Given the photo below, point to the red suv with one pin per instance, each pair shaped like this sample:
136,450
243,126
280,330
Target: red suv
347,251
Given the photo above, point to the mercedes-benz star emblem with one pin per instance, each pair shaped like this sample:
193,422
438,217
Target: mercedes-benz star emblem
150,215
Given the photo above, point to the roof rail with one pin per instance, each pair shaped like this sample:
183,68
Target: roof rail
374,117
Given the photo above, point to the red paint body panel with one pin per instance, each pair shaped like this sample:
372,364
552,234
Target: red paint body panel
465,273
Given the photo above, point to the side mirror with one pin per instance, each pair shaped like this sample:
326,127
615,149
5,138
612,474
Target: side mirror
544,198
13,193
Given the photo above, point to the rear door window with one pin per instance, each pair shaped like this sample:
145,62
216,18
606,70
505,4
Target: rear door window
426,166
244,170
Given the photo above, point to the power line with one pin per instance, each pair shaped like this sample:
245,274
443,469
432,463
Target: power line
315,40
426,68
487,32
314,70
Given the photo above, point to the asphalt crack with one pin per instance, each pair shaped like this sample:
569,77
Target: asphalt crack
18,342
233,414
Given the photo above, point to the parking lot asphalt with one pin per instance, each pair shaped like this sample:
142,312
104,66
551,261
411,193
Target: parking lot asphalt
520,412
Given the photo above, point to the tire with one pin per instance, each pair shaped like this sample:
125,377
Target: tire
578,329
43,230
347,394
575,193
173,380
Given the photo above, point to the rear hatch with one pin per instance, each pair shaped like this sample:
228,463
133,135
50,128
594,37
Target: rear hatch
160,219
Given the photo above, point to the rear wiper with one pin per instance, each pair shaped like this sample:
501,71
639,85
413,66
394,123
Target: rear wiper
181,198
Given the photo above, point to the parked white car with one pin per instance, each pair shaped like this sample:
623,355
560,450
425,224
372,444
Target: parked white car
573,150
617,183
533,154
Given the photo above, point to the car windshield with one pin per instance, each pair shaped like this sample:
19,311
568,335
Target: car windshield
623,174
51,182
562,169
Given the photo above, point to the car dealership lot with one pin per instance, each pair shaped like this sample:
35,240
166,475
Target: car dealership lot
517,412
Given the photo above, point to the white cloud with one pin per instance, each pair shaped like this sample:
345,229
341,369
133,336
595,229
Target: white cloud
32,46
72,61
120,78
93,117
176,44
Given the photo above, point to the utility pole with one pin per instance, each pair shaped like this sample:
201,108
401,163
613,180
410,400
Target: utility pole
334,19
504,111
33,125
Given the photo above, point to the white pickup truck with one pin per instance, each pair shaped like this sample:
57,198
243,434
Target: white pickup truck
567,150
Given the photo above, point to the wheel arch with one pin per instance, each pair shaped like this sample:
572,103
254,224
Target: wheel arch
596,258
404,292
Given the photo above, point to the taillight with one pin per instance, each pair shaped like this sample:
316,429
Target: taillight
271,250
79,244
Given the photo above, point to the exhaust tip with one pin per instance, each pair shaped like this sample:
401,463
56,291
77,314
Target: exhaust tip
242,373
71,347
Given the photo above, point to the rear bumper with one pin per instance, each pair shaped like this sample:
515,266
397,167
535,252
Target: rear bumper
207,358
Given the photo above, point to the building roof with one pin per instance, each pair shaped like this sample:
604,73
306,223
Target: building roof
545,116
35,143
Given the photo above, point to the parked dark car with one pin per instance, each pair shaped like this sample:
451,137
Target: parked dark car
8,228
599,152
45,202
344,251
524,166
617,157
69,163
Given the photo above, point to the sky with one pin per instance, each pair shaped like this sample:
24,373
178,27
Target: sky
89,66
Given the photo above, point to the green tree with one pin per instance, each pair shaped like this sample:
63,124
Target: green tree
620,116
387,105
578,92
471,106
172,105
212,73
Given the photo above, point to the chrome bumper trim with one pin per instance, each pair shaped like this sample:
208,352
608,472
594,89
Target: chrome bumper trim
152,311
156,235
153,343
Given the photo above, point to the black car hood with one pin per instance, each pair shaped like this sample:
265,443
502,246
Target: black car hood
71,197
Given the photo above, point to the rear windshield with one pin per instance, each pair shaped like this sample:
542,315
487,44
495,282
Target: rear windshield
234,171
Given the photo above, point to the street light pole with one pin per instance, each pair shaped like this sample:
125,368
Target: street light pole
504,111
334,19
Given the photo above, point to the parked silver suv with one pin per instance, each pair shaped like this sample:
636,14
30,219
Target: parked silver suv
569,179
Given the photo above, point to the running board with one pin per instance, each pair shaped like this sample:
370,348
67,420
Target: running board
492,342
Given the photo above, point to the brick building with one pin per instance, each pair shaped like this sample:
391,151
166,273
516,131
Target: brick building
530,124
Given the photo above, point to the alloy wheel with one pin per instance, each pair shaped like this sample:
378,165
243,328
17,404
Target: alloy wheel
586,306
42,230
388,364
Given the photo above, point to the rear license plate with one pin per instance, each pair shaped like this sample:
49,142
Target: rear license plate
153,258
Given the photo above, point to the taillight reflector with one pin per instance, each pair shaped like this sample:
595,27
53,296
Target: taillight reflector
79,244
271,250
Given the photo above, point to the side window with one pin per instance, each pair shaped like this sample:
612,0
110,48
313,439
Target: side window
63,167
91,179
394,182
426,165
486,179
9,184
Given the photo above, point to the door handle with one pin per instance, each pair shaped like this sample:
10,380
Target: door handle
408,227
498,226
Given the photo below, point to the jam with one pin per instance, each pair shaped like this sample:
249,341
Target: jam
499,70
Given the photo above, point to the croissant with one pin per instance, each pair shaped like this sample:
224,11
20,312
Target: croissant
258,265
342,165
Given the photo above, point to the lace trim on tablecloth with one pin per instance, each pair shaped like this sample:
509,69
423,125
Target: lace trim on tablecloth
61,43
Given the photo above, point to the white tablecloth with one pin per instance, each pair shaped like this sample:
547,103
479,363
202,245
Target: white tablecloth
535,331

◆ ◆ ◆

> _WORK TO COMPLETE_
Please convert the items above into a Markdown table with columns Row and Text, from the line containing "Given the photo above, point to the taillight reflector" through the end of the items, both included. Number each row and leave out blank lines.

> _FULL ANSWER_
| Row | Text |
|---|---|
| 1 | Given the photo above, point to the taillight reflector with one pin per instance, each pair shaped like this sample: |
| 2 | 595,27 |
| 3 | 53,296 |
| 4 | Target: taillight reflector |
| 5 | 79,244 |
| 6 | 271,250 |
| 7 | Given the photo above, point to the side window with one pin per instance, each pair shaped like this sample: |
| 8 | 612,0 |
| 9 | 110,48 |
| 10 | 313,439 |
| 11 | Target: side window |
| 12 | 63,167 |
| 13 | 91,179 |
| 14 | 394,182 |
| 15 | 426,165 |
| 16 | 486,179 |
| 17 | 9,184 |
| 18 | Given the photo above, point to the door handle with one pin per instance, each pair shaped like this sample: |
| 19 | 10,380 |
| 20 | Target: door handle |
| 21 | 408,227 |
| 22 | 498,226 |
| 23 | Given the photo below, point to the jam with one pin per instance, each pair shaped like this sample: |
| 24 | 249,341 |
| 25 | Target: jam |
| 26 | 499,70 |
| 27 | Given the photo above, point to the croissant with one pin per instance, each pair shaped like this sample: |
| 28 | 224,11 |
| 29 | 20,312 |
| 30 | Target: croissant |
| 31 | 258,265 |
| 32 | 342,165 |
| 33 | Given the photo above, point to the lace trim on tablecloth with one pin per instance, each pair shaped like this sample: |
| 34 | 509,69 |
| 35 | 423,125 |
| 36 | Target: lace trim on tablecloth |
| 37 | 61,43 |
| 38 | Given the photo above, point to the white tablecloth with one pin per instance, each pair shaped like this sample: |
| 39 | 547,103 |
| 40 | 479,363 |
| 41 | 202,245 |
| 42 | Target: white tablecloth |
| 43 | 535,331 |